* _WHAT YOU SHOULD DO_: Can you output the rows below verbatim, without changing a single character?

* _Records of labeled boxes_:
--

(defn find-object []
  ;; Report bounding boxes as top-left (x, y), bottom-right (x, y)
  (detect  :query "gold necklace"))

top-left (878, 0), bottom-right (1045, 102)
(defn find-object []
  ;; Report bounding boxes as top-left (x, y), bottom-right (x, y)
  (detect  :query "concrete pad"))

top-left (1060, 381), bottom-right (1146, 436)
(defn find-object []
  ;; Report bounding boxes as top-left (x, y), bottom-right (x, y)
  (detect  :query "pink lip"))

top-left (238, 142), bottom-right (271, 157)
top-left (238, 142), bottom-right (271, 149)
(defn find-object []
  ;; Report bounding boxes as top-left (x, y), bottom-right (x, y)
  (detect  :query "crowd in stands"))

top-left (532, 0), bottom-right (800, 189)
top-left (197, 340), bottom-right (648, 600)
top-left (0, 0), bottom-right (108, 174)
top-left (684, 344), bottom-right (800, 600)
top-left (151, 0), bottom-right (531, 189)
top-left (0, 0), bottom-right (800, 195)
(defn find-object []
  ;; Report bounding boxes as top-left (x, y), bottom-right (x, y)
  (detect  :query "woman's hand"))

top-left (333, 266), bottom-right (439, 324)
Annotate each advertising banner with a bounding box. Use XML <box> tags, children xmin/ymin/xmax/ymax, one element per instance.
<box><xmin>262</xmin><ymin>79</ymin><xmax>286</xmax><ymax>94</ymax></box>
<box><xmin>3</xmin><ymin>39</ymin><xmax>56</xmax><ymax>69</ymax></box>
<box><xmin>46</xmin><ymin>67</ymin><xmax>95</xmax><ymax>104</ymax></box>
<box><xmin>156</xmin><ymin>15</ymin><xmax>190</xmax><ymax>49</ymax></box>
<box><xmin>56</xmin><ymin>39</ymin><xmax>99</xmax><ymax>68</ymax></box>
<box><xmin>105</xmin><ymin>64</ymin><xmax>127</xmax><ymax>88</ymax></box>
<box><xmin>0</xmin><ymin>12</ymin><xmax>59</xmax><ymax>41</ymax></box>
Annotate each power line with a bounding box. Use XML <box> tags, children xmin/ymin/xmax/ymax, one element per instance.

--

* _CORRECT ANSWER_:
(defn find-object []
  ;; Report bounding boxes as top-left (x, y), bottom-right (x, y)
  (detect  :query "gold necklace"))

top-left (878, 0), bottom-right (1045, 102)
(defn find-object []
  ;; Report bounding boxes as top-left (x, y), bottom-right (x, y)
  (detect  :query "concrete pad"))

top-left (1060, 381), bottom-right (1146, 436)
(defn find-object []
  ;; Report bounding boxes as top-left (x, y), bottom-right (x, y)
  (detect  :query "pink lip"))

top-left (238, 142), bottom-right (271, 157)
top-left (238, 142), bottom-right (271, 149)
(defn find-object []
  ;; Report bounding boxes as top-left (x, y), bottom-right (x, y)
  (detect  :query "crowd in stands"))

top-left (532, 0), bottom-right (800, 189)
top-left (197, 340), bottom-right (648, 600)
top-left (0, 0), bottom-right (108, 174)
top-left (684, 344), bottom-right (800, 600)
top-left (151, 0), bottom-right (531, 189)
top-left (0, 0), bottom-right (800, 195)
(defn find-object []
  ;; Report bounding boxes as top-left (x, y), bottom-right (x, y)
  (detect  :query "woman's hand"))

top-left (333, 266), bottom-right (439, 324)
Annotate each advertising banner with a bounding box. Use XML <box> tags, children xmin/ymin/xmax/ymax, one element per instance.
<box><xmin>262</xmin><ymin>79</ymin><xmax>286</xmax><ymax>94</ymax></box>
<box><xmin>3</xmin><ymin>39</ymin><xmax>56</xmax><ymax>69</ymax></box>
<box><xmin>46</xmin><ymin>67</ymin><xmax>95</xmax><ymax>104</ymax></box>
<box><xmin>156</xmin><ymin>15</ymin><xmax>190</xmax><ymax>49</ymax></box>
<box><xmin>56</xmin><ymin>39</ymin><xmax>99</xmax><ymax>68</ymax></box>
<box><xmin>105</xmin><ymin>64</ymin><xmax>127</xmax><ymax>88</ymax></box>
<box><xmin>0</xmin><ymin>12</ymin><xmax>59</xmax><ymax>41</ymax></box>
Annotate each power line with a bounding box. Use XML <box> tags, children xmin/ymin/xmax/ymax, one element per instance.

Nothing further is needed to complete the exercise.